**本文**.
=-=-=
2011年9月定例会 一般質問 9月27日 高村京子

  1. 子ども・障がい者の医療費―福祉医療費給付制度は窓口での支払いを無料に
  2. 上小地域の医療再生充実について
  3. 三才山・新和田・平井寺トンネルの早期無料化と道路改良について
  4. 生活困窮者救済、就労と生活支援の連携強化を

1 子ども・障がい者の医療費―福祉医療費給付制度は窓口での支払いを無料に。

<高村県議>
 現行の自動給付方式では、いったん窓口で2割〜3割の医療費負担分を支払い後日、1レセプト500円を医療機関と薬局での手数料としてそれぞれ引かれて世帯主に支払わる償還払い制度となっています。この1レセプト500円の親の負担が年間で結構な額になっています。
 1年間の親負担は、子供一人当たり、平均で4198円、2人3人子供がいれば2倍3倍の負担となっています。障がい者一人当たり9244円で、無料化とは言えません。
 長和町では、2009年10月から県が値上げした1レセプト200円を町が負担し、無料化年齢を高校卒業まで拡大しています。2513世帯の長和町で住民有志が671筆の「窓口無料化を求める」署名を集め、9月8日に私も同席させていただき、三村健康福祉部長に知事あての要望として申し入れを行いました。
 中学卒業まで無料化を実施しているのは、県下で41の市町村に上ります。全国では、34以上の都府県で実施しており、長野県に引っ越してきたお母さんは、「窓口での負担の重さにびっくりです。子育てに冷たい長野県ですね」と言われます。
 今子供を抱える家庭の貧困化も広がっています。
 親にお金がなくて、子供の健康や命が守れない長野県であってはなりません。現在、県下各地で「県レベルでの中学3年生まで、窓口無料化を求める署名」が取り組まれています。
子ども医療費は中学3年生まで、福祉医療費も含めて窓口での支払いがない、本当の無料化の実施を強く求めます。
 合わせて、県が、中学3年生まで対象範囲を拡大するとともに子ども・障がい者の医療費を窓口無料化にした場合は、財源がいくら必要とするのか、健康福祉部長に伺います。

<健康福祉部長>
 福祉医療制度の窓口無料化に関するご質問にお答えいたします。
 福祉医療の給付対象範囲を中学卒業まで拡大した場合は、県の補助金ベースで現行と比較し20億程度必要になると見込まれます。この給付範囲の拡大に合わせて窓口無料と受給者負担の廃止を行った場合にはさらに40億円から45億円程度の負担増となると試算しております。
 福祉医療制度はそれぞれに自治体が競う形で普及してきましたが、今や自治体の独自制度というよりも共通政策となっていることから、国の社会保障政策の中に位置づけて国の責任でしっかりと措置されるべきものと考えております。国が6月末に取りまとめた社会保障税一体改革成案を受け、現在国の検討会や国と地方の協議の場などにおいて地方の単独事業を含めた社会保障給付の全体像について検討が行われております。
=-=-=
**提供データ**.
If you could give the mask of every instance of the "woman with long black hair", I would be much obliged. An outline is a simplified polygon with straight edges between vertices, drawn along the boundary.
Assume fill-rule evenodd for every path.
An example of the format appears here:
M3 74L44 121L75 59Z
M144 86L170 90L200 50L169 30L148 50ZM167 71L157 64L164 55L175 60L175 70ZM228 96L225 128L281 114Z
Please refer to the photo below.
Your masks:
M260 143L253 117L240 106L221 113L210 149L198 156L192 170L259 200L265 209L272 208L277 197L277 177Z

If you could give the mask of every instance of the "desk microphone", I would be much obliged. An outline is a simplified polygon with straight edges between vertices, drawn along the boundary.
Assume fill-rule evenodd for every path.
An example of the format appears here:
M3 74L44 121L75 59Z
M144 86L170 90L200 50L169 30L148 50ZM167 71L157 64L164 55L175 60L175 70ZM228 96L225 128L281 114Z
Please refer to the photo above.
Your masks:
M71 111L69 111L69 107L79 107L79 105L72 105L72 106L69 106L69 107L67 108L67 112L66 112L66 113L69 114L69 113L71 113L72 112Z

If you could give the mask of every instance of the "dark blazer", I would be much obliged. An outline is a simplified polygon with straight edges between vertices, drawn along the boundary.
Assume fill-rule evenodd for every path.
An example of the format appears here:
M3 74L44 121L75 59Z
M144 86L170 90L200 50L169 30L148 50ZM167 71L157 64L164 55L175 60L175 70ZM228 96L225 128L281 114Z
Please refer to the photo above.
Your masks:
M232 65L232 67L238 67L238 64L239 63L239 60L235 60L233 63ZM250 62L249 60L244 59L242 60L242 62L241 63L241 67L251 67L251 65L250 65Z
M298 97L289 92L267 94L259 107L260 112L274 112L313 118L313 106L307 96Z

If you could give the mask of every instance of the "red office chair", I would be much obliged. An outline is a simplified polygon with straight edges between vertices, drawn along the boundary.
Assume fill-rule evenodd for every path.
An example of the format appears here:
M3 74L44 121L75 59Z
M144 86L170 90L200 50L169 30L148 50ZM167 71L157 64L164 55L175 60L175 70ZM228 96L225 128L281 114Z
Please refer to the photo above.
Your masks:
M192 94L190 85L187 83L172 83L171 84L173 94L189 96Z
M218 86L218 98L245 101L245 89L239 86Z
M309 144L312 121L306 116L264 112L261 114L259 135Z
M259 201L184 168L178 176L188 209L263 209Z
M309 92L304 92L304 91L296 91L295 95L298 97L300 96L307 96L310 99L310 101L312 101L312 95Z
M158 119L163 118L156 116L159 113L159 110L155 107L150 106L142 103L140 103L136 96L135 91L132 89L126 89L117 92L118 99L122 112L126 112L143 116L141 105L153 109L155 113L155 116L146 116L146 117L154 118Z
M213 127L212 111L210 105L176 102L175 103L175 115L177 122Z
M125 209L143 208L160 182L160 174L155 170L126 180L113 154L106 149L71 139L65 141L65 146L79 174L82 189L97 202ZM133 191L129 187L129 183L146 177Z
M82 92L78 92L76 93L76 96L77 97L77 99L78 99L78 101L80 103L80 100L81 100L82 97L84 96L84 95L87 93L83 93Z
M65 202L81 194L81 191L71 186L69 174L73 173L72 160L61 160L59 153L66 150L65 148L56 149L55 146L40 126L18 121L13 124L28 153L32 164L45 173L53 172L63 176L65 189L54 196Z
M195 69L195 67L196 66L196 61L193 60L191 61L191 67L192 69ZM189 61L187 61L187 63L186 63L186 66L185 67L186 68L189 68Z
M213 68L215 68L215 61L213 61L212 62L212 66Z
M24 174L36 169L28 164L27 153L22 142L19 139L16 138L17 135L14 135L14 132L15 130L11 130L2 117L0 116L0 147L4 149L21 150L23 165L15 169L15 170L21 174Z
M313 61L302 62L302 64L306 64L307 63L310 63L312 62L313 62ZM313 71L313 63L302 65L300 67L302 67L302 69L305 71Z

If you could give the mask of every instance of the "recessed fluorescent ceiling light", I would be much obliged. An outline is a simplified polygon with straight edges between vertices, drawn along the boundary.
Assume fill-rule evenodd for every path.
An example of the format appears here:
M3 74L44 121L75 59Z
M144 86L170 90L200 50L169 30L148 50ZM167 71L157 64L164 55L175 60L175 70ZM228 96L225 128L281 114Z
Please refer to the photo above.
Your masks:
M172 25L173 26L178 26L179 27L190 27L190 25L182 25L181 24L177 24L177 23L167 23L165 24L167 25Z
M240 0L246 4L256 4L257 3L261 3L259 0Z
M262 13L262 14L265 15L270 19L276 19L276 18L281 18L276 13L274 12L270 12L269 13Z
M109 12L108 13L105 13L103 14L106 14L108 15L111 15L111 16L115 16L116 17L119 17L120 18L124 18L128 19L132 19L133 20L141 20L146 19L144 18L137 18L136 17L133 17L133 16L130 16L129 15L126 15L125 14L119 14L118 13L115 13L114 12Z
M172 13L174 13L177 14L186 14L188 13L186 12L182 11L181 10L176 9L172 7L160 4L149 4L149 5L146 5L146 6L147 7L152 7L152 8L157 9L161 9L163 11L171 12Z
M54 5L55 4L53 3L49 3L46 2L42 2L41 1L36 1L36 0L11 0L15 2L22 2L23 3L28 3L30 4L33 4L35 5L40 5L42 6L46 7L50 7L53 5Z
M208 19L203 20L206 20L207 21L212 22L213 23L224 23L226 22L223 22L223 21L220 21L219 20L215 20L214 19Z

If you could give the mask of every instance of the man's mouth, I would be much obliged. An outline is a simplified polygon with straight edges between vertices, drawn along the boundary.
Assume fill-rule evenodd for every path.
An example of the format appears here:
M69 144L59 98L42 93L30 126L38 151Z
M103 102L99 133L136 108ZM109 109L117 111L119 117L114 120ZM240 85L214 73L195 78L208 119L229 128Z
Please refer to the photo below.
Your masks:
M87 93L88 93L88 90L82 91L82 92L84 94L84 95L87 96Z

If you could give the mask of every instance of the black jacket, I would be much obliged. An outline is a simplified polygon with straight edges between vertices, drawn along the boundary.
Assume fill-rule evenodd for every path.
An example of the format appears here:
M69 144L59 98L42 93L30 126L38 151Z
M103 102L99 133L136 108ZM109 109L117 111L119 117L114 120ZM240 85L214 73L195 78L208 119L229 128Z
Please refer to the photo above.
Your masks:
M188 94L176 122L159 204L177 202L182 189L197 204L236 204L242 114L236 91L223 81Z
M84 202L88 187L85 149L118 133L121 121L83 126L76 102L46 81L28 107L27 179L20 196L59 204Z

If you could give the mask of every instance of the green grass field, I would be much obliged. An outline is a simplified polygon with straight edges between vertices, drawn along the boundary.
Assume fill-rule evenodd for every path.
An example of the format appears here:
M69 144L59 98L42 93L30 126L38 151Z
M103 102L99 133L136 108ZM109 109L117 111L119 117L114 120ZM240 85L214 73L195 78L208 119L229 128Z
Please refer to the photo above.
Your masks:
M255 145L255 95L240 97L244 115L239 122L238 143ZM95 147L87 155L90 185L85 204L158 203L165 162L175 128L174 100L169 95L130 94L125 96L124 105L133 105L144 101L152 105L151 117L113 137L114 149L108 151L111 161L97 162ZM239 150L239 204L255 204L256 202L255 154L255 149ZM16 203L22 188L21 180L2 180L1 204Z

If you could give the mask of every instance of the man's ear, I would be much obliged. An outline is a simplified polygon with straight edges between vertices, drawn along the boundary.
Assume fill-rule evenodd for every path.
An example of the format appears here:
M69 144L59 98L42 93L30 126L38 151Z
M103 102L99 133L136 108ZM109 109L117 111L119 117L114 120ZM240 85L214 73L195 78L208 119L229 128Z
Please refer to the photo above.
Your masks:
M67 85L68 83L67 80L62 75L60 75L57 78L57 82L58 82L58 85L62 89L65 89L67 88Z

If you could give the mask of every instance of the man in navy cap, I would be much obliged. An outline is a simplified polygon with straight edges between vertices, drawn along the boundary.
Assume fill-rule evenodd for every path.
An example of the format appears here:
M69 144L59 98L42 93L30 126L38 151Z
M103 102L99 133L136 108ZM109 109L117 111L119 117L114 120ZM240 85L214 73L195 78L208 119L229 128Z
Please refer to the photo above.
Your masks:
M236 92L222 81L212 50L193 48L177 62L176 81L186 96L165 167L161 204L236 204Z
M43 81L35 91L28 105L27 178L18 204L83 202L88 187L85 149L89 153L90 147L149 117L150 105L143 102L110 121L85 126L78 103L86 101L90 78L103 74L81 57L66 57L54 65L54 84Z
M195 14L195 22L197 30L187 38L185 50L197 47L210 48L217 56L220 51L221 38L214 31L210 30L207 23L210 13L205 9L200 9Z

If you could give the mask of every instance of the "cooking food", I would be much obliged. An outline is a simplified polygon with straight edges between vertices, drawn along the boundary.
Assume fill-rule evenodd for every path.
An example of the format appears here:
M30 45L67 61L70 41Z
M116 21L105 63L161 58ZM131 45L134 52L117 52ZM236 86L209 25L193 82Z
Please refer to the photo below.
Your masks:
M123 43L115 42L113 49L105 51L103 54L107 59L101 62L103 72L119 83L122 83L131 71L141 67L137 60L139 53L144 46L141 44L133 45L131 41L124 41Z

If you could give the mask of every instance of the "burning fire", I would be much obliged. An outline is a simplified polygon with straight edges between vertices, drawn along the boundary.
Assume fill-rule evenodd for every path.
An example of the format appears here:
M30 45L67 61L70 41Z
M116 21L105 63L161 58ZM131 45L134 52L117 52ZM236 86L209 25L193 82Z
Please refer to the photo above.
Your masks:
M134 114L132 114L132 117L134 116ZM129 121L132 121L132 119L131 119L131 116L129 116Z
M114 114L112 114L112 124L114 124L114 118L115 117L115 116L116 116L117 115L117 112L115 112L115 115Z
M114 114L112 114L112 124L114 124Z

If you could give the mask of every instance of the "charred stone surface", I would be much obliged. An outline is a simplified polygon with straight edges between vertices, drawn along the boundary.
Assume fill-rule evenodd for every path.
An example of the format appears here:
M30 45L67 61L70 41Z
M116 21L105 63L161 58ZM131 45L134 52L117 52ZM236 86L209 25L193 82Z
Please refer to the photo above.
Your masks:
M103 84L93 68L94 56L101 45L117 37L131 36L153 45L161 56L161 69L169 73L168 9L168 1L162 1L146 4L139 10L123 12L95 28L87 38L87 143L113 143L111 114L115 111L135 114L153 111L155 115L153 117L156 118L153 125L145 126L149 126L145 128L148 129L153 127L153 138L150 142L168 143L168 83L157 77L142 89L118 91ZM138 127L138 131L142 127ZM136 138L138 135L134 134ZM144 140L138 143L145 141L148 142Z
=-=-=
**やること 1**. 本文にある「今子供を抱える家庭の貧困化も広がっています。」という一文を英語に訳してください。
**やること 2**. 本文から「1年間の親負担は、子供一人当」から「増となると試算しております。」までの部分を、そのまま抜き出してください。

**回答 1**. Poverty is also spreading among households raising children today.

**回答 2**.
1年間の親負担は、子供一人当たり、平均で4198円、2人3人子供がいれば2倍3倍の負担となっています。障がい者一人当たり9244円で、無料化とは言えません。
 長和町では、2009年10月から県が値上げした1レセプト200円を町が負担し、無料化年齢を高校卒業まで拡大しています。2513世帯の長和町で住民有志が671筆の「窓口無料化を求める」署名を集め、9月8日に私も同席させていただき、三村健康福祉部長に知事あての要望として申し入れを行いました。
 中学卒業まで無料化を実施しているのは、県下で41の市町村に上ります。全国では、34以上の都府県で実施しており、長野県に引っ越してきたお母さんは、「窓口での負担の重さにびっくりです。子育てに冷たい長野県ですね」と言われます。
 今子供を抱える家庭の貧困化も広がっています。
 親にお金がなくて、子供の健康や命が守れない長野県であってはなりません。現在、県下各地で「県レベルでの中学3年生まで、窓口無料化を求める署名」が取り組まれています。
子ども医療費は中学3年生まで、福祉医療費も含めて窓口での支払いがない、本当の無料化の実施を強く求めます。
 合わせて、県が、中学3年生まで対象範囲を拡大するとともに子ども・障がい者の医療費を窓口無料化にした場合は、財源がいくら必要とするのか、健康福祉部長に伺います。

<健康福祉部長>
 福祉医療制度の窓口無料化に関するご質問にお答えいたします。
 福祉医療の給付対象範囲を中学卒業まで拡大した場合は、県の補助金ベースで現行と比較し20億程度必要になると見込まれます。この給付範囲の拡大に合わせて窓口無料と受給者負担の廃止を行った場合にはさらに40億円から45億円程度の負担増となると試算しております。